*Apply what you read*:
(A) In the abstract, what solution was used to dissolve A beta so that it became monomeric and denatured?
(B) Please list the five steps of the fibril formation and growth pathway proposed in the abstract.
(C) According to the abstract, how was A beta brought to a monomeric, denatured state, and how were refolding and fibrillization then started?

*Excerpt*:
---
A mathematical model of the kinetics of β-amyloid fibril growth from the denatured state

Spontaneous conversion of beta-amyloid peptide (A beta) from soluble monomer to insoluble fibril may underlie the neurodegeneration associated with Alzheimer's disease. A complete description of A beta self-association kinetics requires identification of the oligomeric species present and the pathway of association, as well as quantitation of rate constants and reaction order. A beta was rendered monomeric and denatured by dissolution in 8 M urea, pH 10. Refolding and fibrillization were initiated by rapid dilution into phosphate-buffered saline, pH 7.4. The kinetics of growth were followed at three different concentrations, using size exclusion chromatography, dynamic light scattering, and static light scattering. A multi-step pathway for fibril formation and growth was postulated. This pathway included 1) rapid commitment to either stable monomer/dimer or unstable intermediate, 2) cooperative association of intermediate into a multimeric nucleus, 3) elongation of the nucleus into filaments via addition of intermediate, 4) lateral aggregation of filaments into fibrils, and 5) fibril elongation via end-to-end association. Differential and algebraic equations describing this kinetic pathway were derived, and model parameters were determined by fitting the data. The utility of the model for identifying toxic AP oligomeric specie(s) is demonstrated. The model should prove useful for designing compounds that inhibit AP aggregation and/or toxicity.
---
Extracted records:
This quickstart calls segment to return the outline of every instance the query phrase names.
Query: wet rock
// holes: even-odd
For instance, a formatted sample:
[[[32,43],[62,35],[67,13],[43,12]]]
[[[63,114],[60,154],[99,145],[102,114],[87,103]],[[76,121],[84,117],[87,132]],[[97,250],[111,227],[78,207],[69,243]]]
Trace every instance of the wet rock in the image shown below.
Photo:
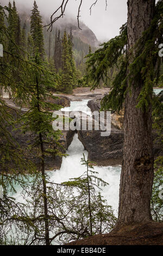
---
*Answers to this exercise*:
(A) 8 M urea at pH 10.

(B)
1) Rapid commitment to either stable monomer/dimer or unstable intermediate
2) Cooperative association of intermediate into a multimeric nucleus
3) Elongation of the nucleus into filaments via addition of intermediate
4) Lateral aggregation of filaments into fibrils
5) Fibril elongation via end-to-end association

(C) A beta was dissolved in 8 M urea at pH 10, which made it monomeric and denatured. Refolding and fibrillization were then started by rapidly diluting it into phosphate-buffered saline at pH 7.4.